**DATA SUPPLIED**
╔══

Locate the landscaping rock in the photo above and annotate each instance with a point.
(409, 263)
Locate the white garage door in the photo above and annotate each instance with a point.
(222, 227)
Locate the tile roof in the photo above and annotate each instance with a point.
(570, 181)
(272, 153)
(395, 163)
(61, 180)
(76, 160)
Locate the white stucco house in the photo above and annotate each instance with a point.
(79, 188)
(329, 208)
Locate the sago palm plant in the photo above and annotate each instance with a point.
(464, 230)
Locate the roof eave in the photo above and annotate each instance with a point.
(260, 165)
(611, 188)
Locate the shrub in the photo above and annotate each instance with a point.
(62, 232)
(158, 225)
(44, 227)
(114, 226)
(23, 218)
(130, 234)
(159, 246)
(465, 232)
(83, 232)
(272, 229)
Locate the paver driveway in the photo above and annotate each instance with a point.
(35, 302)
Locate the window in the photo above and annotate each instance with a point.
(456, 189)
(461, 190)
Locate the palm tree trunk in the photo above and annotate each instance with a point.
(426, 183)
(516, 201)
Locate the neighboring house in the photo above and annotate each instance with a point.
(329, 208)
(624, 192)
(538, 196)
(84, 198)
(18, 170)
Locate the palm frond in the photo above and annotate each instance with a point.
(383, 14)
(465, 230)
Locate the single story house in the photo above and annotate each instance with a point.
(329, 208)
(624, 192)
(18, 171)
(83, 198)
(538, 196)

╚══

Starting with the line containing "Locate the palm frond" and going on through the end of the items, write those lines out again and scale every point coordinate by multiplying it by 0.3. Round each result to a whole number with halves going up, leave all other wording unchanged, and give only those lines.

**THE RESPONSE**
Locate the palm frond in the photo above and annotate each instance with a point.
(115, 4)
(140, 69)
Locate the single story house in the photo above and annotate each instance with a point.
(99, 62)
(187, 58)
(5, 51)
(25, 59)
(161, 59)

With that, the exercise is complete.